### Set exercise
Pick out each line of the entries below that contains the string "camera" and copy those lines in full.

start Supplied material

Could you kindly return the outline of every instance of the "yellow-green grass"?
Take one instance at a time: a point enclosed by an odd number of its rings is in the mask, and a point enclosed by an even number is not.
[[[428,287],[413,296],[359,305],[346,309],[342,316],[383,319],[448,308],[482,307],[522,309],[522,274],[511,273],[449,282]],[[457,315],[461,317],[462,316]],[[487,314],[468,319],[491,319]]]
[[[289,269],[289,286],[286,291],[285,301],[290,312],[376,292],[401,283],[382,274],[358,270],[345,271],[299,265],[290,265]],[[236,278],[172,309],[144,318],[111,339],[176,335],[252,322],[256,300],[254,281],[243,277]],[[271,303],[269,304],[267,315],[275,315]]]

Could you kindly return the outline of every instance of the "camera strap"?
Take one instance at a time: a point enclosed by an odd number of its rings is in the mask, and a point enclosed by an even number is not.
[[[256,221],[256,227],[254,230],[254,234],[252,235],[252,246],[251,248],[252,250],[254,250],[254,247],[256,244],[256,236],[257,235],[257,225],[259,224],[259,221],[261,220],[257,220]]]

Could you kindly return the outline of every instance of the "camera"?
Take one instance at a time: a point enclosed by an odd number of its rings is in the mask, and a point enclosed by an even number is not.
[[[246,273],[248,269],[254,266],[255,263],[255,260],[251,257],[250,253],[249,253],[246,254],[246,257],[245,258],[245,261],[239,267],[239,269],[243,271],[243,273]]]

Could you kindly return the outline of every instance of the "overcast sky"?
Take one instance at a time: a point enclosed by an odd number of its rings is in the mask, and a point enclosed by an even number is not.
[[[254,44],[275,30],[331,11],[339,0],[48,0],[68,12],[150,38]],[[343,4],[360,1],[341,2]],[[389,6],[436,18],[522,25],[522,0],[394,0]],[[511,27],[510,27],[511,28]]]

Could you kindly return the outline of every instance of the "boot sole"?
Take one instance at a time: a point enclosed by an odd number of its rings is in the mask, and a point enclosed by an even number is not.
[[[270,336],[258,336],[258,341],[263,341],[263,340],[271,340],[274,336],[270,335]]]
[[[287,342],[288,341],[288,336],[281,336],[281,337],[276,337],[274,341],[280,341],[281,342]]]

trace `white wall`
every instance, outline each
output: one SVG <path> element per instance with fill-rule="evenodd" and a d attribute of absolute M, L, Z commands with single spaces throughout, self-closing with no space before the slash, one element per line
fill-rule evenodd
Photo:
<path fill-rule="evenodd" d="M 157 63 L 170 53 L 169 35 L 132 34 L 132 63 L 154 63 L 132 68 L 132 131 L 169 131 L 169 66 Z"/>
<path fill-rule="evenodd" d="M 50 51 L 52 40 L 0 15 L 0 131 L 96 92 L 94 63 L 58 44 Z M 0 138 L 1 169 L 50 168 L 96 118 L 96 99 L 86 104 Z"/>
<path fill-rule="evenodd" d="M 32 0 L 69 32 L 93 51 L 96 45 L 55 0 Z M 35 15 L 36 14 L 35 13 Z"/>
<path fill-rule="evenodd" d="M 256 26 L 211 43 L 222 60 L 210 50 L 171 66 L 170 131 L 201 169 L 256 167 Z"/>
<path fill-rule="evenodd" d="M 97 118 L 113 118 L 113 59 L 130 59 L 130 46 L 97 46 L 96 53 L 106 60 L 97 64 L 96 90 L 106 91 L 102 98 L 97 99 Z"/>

end Supplied material

### Solution below
Could you kindly return the outline of every instance of the "camera strap"?
Could you kindly return the outline of every instance of the "camera"?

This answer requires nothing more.